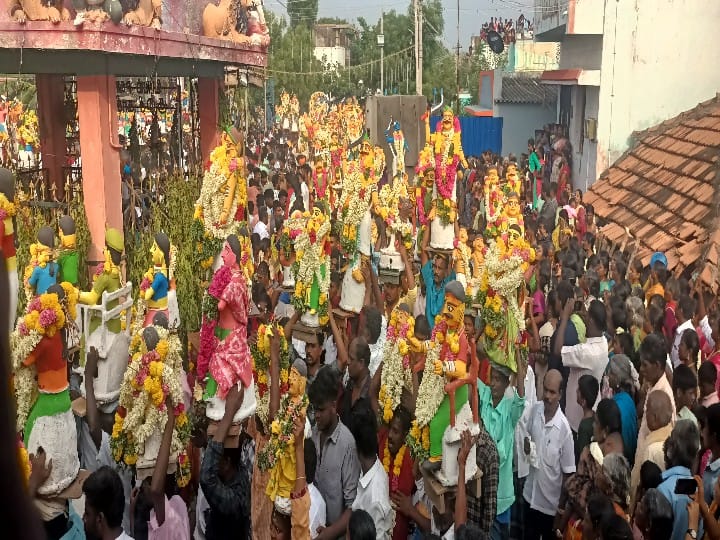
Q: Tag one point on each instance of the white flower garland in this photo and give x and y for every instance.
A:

........

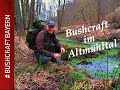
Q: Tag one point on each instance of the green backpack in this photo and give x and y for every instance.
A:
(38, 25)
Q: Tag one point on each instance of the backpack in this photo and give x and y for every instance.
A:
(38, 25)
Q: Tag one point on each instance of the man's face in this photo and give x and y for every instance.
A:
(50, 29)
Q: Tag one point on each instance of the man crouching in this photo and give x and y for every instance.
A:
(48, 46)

........

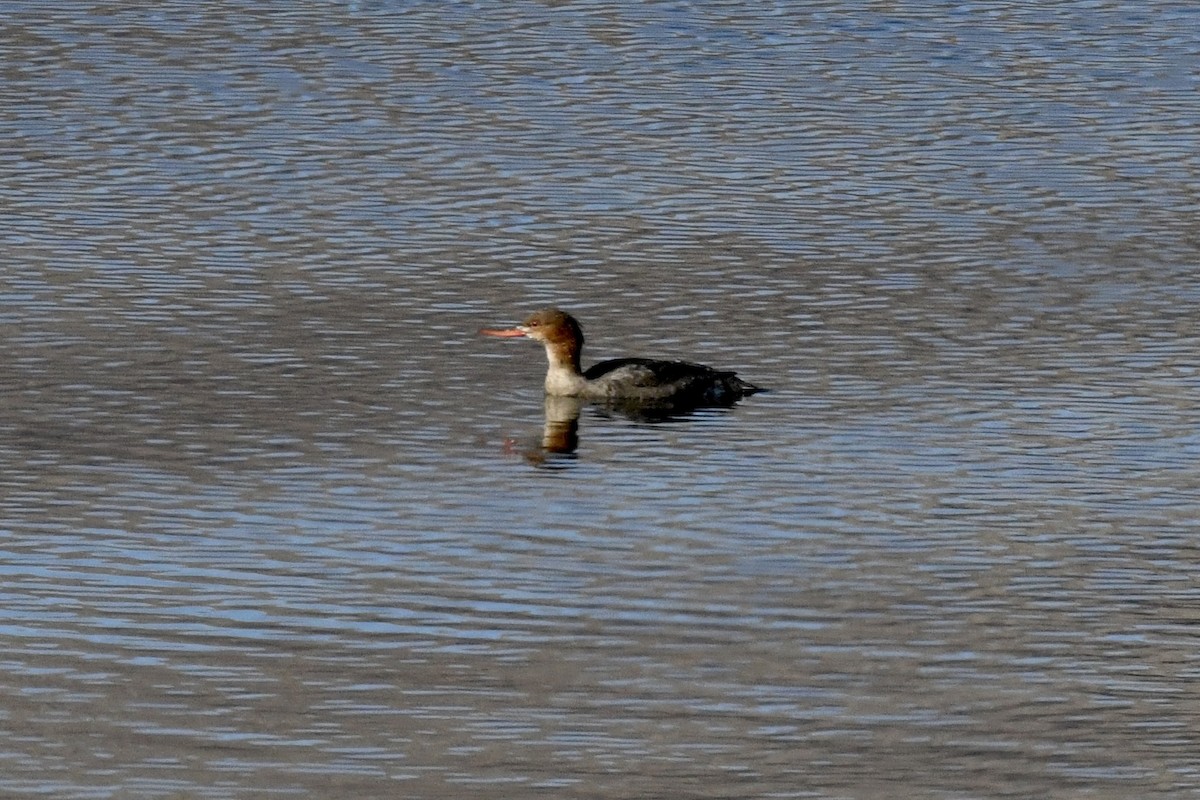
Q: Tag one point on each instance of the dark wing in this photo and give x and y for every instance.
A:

........

• **EXERCISE**
A complete answer gives every line of the data that includes "backpack".

• **RESPONSE TO THE EXERCISE**
Q: Tag one point on each instance of the green backpack in this photo and give x and y for every instance.
Q: Tag one point on each instance of the backpack in this photo and give x and y for every instance.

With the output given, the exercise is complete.